• EXERCISE PROMPT: Copy the records from the line containing "Practice step: find the red" through the last line of the records, both ends included, with the requests unchanged. Shift every coordinate value up by adding 115 to it.
-=-=-=-=-
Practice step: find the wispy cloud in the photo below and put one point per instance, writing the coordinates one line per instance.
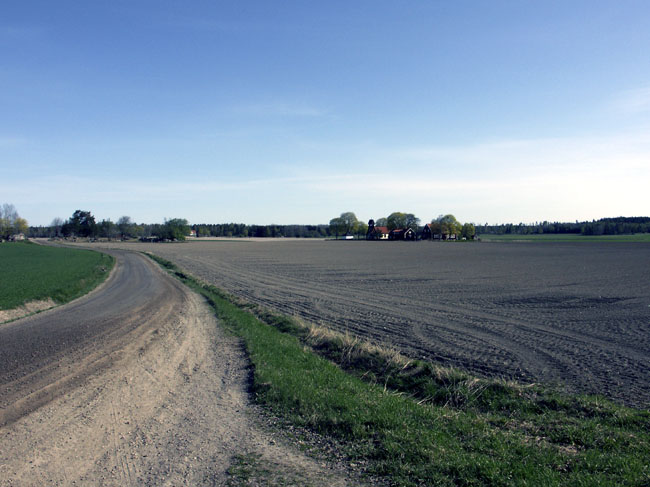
(633, 101)
(281, 109)
(12, 141)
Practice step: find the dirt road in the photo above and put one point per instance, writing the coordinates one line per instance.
(134, 384)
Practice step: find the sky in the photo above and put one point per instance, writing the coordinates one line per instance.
(292, 112)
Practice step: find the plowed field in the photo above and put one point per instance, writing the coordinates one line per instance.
(572, 314)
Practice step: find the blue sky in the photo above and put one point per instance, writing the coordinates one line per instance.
(293, 112)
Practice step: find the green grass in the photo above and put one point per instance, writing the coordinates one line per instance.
(35, 272)
(551, 237)
(418, 424)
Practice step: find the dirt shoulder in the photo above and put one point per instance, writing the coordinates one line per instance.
(172, 408)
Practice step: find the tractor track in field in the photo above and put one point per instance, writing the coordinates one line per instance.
(571, 314)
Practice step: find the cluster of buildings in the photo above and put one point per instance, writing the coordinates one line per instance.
(383, 233)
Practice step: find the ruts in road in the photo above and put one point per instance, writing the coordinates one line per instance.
(133, 384)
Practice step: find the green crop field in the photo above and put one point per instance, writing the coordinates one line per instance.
(34, 272)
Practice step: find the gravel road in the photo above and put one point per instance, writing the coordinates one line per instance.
(134, 384)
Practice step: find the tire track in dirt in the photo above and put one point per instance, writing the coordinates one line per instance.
(575, 315)
(156, 395)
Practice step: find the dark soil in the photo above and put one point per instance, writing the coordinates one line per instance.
(574, 315)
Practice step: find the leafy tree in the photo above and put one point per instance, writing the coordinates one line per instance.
(361, 229)
(107, 229)
(436, 227)
(10, 222)
(402, 220)
(468, 230)
(412, 222)
(345, 224)
(450, 225)
(126, 226)
(56, 226)
(396, 220)
(174, 229)
(81, 223)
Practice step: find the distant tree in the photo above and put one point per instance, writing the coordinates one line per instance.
(20, 225)
(450, 225)
(402, 220)
(468, 230)
(412, 222)
(10, 222)
(345, 224)
(125, 226)
(56, 226)
(174, 229)
(107, 229)
(436, 227)
(361, 229)
(395, 220)
(81, 223)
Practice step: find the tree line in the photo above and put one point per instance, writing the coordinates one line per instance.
(82, 224)
(10, 222)
(348, 224)
(604, 226)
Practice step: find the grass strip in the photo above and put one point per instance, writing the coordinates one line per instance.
(35, 272)
(430, 427)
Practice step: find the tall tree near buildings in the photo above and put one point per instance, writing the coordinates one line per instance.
(345, 224)
(81, 223)
(125, 225)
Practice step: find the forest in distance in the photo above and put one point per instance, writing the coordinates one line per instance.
(82, 223)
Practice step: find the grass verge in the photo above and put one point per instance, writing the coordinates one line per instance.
(33, 272)
(418, 424)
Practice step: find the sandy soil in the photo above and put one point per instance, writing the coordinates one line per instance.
(26, 309)
(168, 407)
(572, 314)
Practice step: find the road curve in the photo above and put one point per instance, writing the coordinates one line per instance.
(44, 355)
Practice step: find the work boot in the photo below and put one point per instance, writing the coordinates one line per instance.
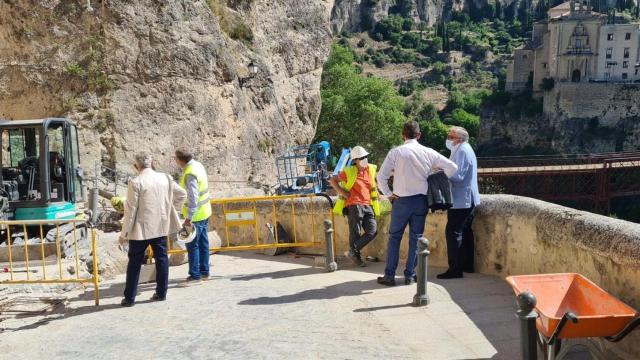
(383, 280)
(190, 281)
(449, 275)
(411, 280)
(355, 259)
(156, 297)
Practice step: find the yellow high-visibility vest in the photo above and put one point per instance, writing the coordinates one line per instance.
(203, 211)
(352, 175)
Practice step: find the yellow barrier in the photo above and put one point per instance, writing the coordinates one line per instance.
(37, 227)
(243, 212)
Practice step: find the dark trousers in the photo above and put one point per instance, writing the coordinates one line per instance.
(412, 211)
(198, 250)
(460, 240)
(361, 217)
(136, 257)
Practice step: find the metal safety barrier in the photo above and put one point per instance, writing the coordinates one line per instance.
(250, 214)
(45, 252)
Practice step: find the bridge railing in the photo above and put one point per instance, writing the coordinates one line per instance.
(551, 160)
(589, 180)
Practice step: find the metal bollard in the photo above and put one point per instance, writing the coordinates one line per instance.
(528, 333)
(330, 261)
(421, 298)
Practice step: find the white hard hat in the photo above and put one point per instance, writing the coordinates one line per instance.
(186, 234)
(358, 152)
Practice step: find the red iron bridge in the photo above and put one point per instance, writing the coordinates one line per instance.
(587, 181)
-=-=-=-=-
• RESPONSE TO THIS TASK:
Practice step: find the red iron bridge in the photo above and put one point per instance, writing the coordinates one line per instance.
(702, 296)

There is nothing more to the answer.